┌────────

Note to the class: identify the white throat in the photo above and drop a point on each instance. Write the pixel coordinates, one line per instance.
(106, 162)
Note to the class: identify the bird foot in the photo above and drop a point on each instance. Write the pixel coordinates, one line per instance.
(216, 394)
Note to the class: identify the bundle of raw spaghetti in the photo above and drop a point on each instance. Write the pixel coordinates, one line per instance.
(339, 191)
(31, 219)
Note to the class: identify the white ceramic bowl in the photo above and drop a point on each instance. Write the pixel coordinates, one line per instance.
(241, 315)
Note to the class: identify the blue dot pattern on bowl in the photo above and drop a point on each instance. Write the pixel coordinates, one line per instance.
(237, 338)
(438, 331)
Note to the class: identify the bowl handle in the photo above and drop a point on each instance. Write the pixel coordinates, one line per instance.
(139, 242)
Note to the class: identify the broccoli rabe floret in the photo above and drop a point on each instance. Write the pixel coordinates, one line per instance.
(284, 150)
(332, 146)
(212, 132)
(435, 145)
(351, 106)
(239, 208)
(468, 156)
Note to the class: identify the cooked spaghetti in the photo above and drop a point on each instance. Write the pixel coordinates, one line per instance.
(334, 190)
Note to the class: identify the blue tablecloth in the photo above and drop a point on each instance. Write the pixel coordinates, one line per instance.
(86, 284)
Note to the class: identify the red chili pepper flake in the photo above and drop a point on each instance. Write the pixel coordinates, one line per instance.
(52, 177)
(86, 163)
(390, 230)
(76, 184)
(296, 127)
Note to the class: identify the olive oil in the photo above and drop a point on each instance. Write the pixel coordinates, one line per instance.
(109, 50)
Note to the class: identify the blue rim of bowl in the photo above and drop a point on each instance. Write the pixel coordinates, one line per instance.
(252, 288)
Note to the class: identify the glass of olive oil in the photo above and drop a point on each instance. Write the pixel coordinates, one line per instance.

└────────

## Aim of the task
Extract every entry above as it appears.

## Exercise response
Note to the class: identify the white throat in the photo above and drop a point on each instance. Write the pixel coordinates, one line per instance.
(106, 162)
Note to the class: identify the bird foot in the photo above and drop a point on each instance. Write the pixel coordinates, one line per instance.
(216, 394)
Note to the class: identify the bundle of raw spaghetti in the photo above and drop a point on each instance. Write the pixel coordinates, one line per instance.
(339, 191)
(31, 219)
Note to the class: identify the white ceramic bowl in the photo above and drop a point on each instance. Write the pixel coordinates, one line per instance.
(241, 315)
Note to the class: identify the blue dot pattern on bowl in the photo above and drop a point on each instance. Write the pixel coordinates, one line per instance.
(237, 338)
(438, 331)
Note to the class: identify the bowl handle in the photo above and drop a point on each instance. Write the pixel coordinates, one line per instance.
(139, 242)
Note to the class: identify the broccoli rabe floret in the photo above and drop a point on each instance. Write the pixel coordinates, one line per instance.
(284, 150)
(332, 146)
(212, 132)
(435, 145)
(351, 106)
(239, 208)
(468, 156)
Note to the class: identify the cooked spaghetti in the photo above and drop a point on each instance. Write the pixel coordinates, one line per instance.
(334, 190)
Note to the class: identify the blue tablecloth in the photo above and drop a point on each instance. Write the pixel coordinates, one line per instance.
(86, 284)
Note to the class: identify the red chili pepper flake in the photo above and drop a point on each instance. Write the pixel coordinates, one line per instance.
(52, 177)
(86, 163)
(390, 230)
(76, 184)
(296, 127)
Note to the class: identify the olive oil in the photo above and drop a point on each instance. Write the pixel coordinates, one line per instance.
(109, 50)
Note to the class: identify the blue rim of bowl in the photo above and drop a point on each instance. Write the pixel coordinates, one line per instance.
(252, 288)
Note to the class: identify the glass of olive oil in the photo above and drop a point on each instance. Write the pixel coordinates, one line per instance.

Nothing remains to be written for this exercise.